### Stated goal
Render every line of the entries below as a Markdown table with two columns, Row and Text. Number the rows in order and leave out blank lines.

★ ★ ★ ★

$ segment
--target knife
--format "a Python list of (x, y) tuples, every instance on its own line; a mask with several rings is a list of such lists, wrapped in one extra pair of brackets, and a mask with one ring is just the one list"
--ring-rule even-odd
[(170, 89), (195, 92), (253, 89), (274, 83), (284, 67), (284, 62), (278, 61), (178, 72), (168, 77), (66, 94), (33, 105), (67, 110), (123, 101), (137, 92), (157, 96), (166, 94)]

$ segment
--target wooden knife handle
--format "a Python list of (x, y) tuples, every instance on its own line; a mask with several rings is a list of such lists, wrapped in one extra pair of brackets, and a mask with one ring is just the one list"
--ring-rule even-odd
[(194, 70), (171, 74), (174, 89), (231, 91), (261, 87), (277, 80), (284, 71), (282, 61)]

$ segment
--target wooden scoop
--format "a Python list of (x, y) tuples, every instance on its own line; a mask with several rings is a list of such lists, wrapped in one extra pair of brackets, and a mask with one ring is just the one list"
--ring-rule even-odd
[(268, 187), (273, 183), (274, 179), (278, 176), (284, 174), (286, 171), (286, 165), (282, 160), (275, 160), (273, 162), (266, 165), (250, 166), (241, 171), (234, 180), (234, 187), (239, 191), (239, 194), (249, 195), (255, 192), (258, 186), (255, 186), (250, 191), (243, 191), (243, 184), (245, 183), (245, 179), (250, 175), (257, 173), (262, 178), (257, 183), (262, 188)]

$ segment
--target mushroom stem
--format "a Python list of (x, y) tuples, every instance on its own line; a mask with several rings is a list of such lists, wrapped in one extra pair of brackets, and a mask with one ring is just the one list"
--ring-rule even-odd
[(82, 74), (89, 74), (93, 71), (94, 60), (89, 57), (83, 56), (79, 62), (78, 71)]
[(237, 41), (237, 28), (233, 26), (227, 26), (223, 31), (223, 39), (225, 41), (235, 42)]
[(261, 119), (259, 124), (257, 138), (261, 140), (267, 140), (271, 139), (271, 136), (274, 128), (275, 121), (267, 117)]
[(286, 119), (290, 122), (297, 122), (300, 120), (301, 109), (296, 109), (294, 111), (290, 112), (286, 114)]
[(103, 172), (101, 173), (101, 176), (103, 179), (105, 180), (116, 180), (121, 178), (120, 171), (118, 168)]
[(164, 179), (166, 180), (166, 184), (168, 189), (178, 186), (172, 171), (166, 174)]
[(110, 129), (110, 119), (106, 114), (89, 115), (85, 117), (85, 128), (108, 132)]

★ ★ ★ ★

### The result
| Row | Text |
|---|---|
| 1 | $ segment |
| 2 | --target knife |
| 3 | --format "a Python list of (x, y) tuples, every instance on its own line; a mask with several rings is a list of such lists, wrapped in one extra pair of brackets, and a mask with one ring is just the one list" |
| 4 | --ring-rule even-odd |
| 5 | [(170, 89), (195, 92), (253, 89), (274, 83), (284, 67), (284, 62), (278, 61), (178, 72), (168, 77), (66, 94), (33, 105), (67, 110), (123, 101), (137, 92), (157, 96), (166, 94)] |
| 6 | $ segment |
| 7 | --target wooden knife handle |
| 8 | --format "a Python list of (x, y) tuples, every instance on its own line; a mask with several rings is a list of such lists, wrapped in one extra pair of brackets, and a mask with one ring is just the one list" |
| 9 | --ring-rule even-odd |
| 10 | [(194, 70), (171, 74), (174, 89), (231, 91), (261, 87), (277, 80), (284, 71), (282, 61)] |
| 11 | $ segment |
| 12 | --target wooden scoop |
| 13 | --format "a Python list of (x, y) tuples, every instance on its own line; a mask with several rings is a list of such lists, wrapped in one extra pair of brackets, and a mask with one ring is just the one list" |
| 14 | --ring-rule even-odd |
| 15 | [(268, 187), (273, 183), (274, 179), (278, 176), (284, 174), (286, 171), (286, 165), (282, 160), (275, 160), (273, 162), (266, 165), (250, 166), (241, 171), (234, 180), (234, 187), (239, 191), (239, 194), (249, 195), (255, 192), (258, 186), (255, 186), (250, 191), (243, 191), (243, 184), (245, 183), (245, 179), (250, 175), (257, 173), (262, 178), (257, 183), (262, 188)] |
| 16 | $ segment |
| 17 | --target mushroom stem |
| 18 | --format "a Python list of (x, y) tuples, every instance on its own line; a mask with several rings is a list of such lists, wrapped in one extra pair of brackets, and a mask with one ring is just the one list" |
| 19 | --ring-rule even-odd |
| 20 | [(82, 74), (89, 74), (93, 71), (94, 60), (89, 57), (83, 56), (79, 62), (78, 71)] |
| 21 | [(237, 41), (237, 28), (233, 26), (227, 26), (223, 31), (223, 39), (225, 41), (235, 42)] |
| 22 | [(261, 119), (259, 124), (257, 138), (261, 140), (267, 140), (271, 139), (271, 136), (274, 128), (275, 121), (267, 117)] |
| 23 | [(286, 119), (290, 122), (297, 122), (300, 120), (301, 109), (296, 109), (294, 111), (290, 112), (286, 114)] |
| 24 | [(103, 172), (101, 173), (101, 176), (103, 179), (105, 180), (116, 180), (121, 178), (120, 171), (118, 168)] |
| 25 | [(164, 179), (166, 180), (166, 184), (168, 189), (178, 186), (172, 171), (166, 174)] |
| 26 | [(110, 129), (110, 119), (106, 114), (89, 115), (85, 117), (85, 128), (108, 132)] |